* **WORK TO COMPLETE**
Transcribe the material exactly. Images do not belong in the copy.

Point annotations for photos:
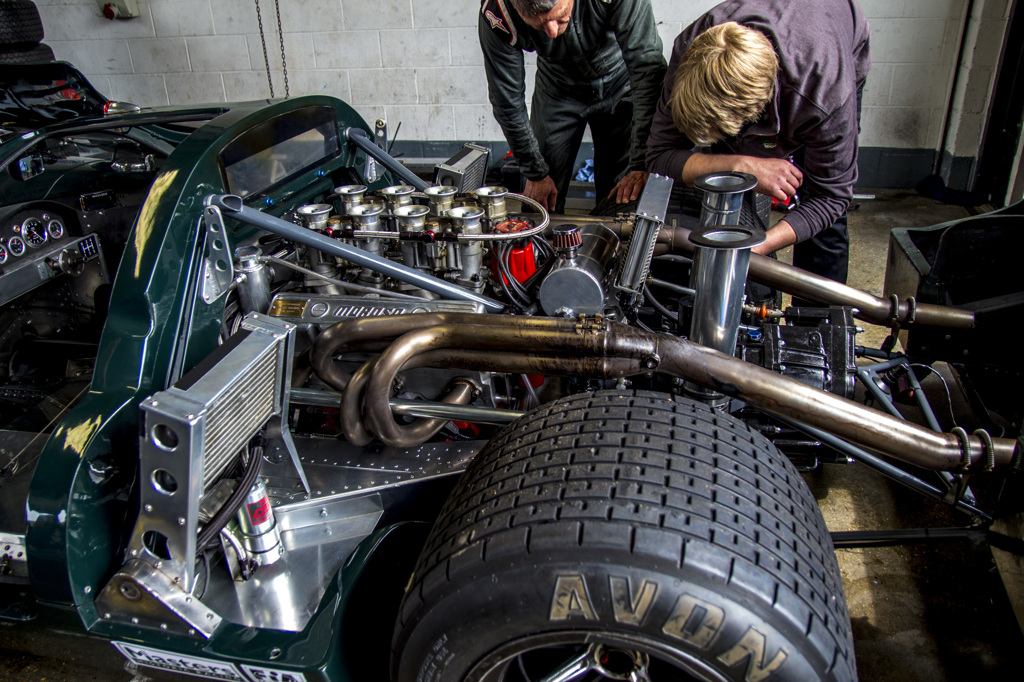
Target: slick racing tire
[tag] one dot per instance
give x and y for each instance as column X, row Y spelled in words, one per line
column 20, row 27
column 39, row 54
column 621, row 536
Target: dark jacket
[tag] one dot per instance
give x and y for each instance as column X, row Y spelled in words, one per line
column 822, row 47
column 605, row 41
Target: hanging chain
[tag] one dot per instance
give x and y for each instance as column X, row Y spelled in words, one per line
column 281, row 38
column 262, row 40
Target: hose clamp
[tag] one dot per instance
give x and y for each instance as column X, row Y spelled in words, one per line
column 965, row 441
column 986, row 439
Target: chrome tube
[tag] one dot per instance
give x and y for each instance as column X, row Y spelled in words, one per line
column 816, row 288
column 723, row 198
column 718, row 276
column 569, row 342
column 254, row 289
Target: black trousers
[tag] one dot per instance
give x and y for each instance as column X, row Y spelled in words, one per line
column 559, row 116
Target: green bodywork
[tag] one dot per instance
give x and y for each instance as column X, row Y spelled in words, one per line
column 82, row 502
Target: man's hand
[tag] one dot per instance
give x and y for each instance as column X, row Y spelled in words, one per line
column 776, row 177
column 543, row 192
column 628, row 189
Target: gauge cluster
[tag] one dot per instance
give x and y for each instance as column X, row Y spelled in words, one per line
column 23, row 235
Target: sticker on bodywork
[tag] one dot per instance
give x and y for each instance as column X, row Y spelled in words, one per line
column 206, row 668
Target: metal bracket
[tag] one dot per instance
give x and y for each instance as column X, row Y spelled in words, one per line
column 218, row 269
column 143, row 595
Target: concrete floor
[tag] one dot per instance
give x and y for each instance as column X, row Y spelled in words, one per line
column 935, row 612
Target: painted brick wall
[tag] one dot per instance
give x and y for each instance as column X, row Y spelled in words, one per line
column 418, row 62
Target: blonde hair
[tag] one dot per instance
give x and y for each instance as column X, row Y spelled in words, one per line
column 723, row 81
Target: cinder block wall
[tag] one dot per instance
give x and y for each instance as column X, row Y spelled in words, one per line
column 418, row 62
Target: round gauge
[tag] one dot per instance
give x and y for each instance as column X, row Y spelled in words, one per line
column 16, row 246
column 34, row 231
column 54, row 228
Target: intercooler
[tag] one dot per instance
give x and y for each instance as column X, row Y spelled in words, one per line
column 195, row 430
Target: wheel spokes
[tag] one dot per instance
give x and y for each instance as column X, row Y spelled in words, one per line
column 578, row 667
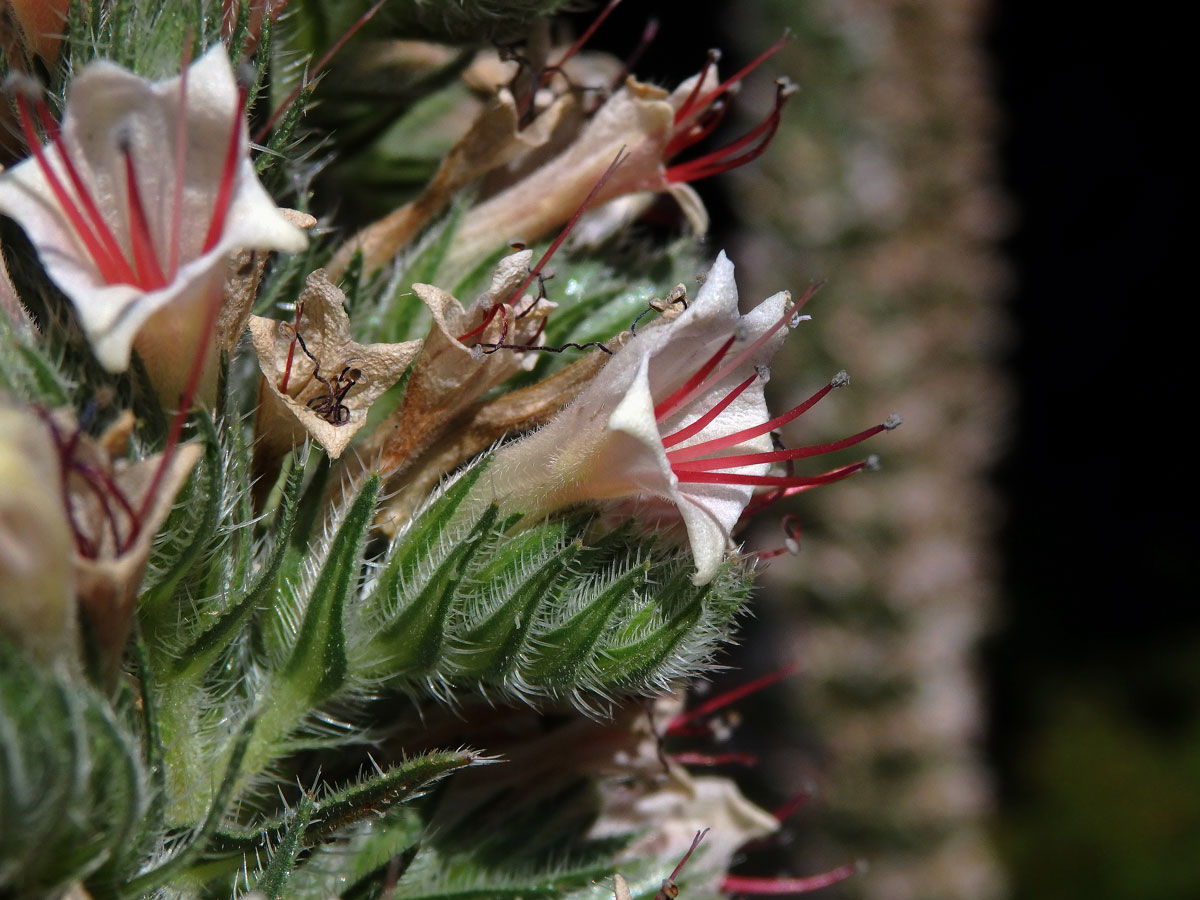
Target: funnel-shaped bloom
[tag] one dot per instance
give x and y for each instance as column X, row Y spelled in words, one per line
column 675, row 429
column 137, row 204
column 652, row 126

* **SOLUTION BELOW**
Target: slick racing tire
[tag] one dot per instance
give x and y for each instance as column X, row Y spelled in words, one per line
column 20, row 27
column 39, row 54
column 621, row 536
Target: dark jacket
[tag] one dot per instance
give x and y for each instance as column X, row Y spelled in words, one per line
column 822, row 47
column 605, row 41
Target: hanging chain
[tag] one dot per instance
give x and y for each instance as column X, row Y spelled in words, one per line
column 281, row 38
column 262, row 40
Target: hose clamp
[tag] one dot per instance
give x and y for each instance as column X, row Y spelled in words, one per line
column 965, row 441
column 986, row 439
Target: chrome tube
[tag] one dot per instance
give x and y for each instance as column X, row Y spelled in words, one per line
column 816, row 288
column 723, row 198
column 718, row 276
column 569, row 342
column 254, row 289
Target: black trousers
[tag] one dot per instance
give x and y for each instance as column X, row Y spelled in words, one per line
column 559, row 116
Target: green bodywork
[tag] one dot per instance
give x and y for each instance as column X, row Y spelled in words, one per line
column 82, row 502
Target: man's hand
[tag] one dot per instance
give x and y for each instance as column X, row Y spelled in words, one per line
column 776, row 177
column 543, row 192
column 628, row 189
Target: gauge cluster
[tag] one dot per instance
give x and y for each instance as column X, row Y spelled in words, one per line
column 23, row 235
Target: sticker on bodywork
[tag] one dot per instance
give x and y for each instance as column X, row Y spelled in words, one per line
column 206, row 668
Target: metal bracket
[tag] one dot per instance
give x and y for each instance as column X, row Y spelled in words, one per line
column 218, row 269
column 143, row 595
Target: concrete floor
[tag] one dot per instance
give x and y for each instance as column X, row Y spelled in words, one per line
column 935, row 612
Target: painted brick wall
[tag] one dot per instance
give x and y for each instance as column X, row Y spelled in words, one per line
column 418, row 62
Target: blonde hair
[tag] one dot per instance
give x and y for each instance as column X, row Y spelled in words, one per line
column 723, row 81
Target: cinder block wall
[tag] one dot per instance
give x and y for each instance as column X, row Y spelled in words, one per line
column 418, row 62
Target: round gauge
[tag] one dot per instance
give x and y for each instance as column X, row Y spelled in words, one per line
column 16, row 246
column 34, row 231
column 54, row 228
Target: intercooler
[tag] one dot per instance
give x and y for each instance as column X, row Y spelled in words, one per line
column 195, row 430
Target: wheel spokes
[tag] one dot per instance
give x and y for each instance as column X, row Y spelled in words, one per line
column 578, row 667
Target: funnel-shaped bloom
[tag] one dot per instance
give x and y for each instance as column X, row Y spelled in words, one per line
column 675, row 429
column 137, row 204
column 652, row 126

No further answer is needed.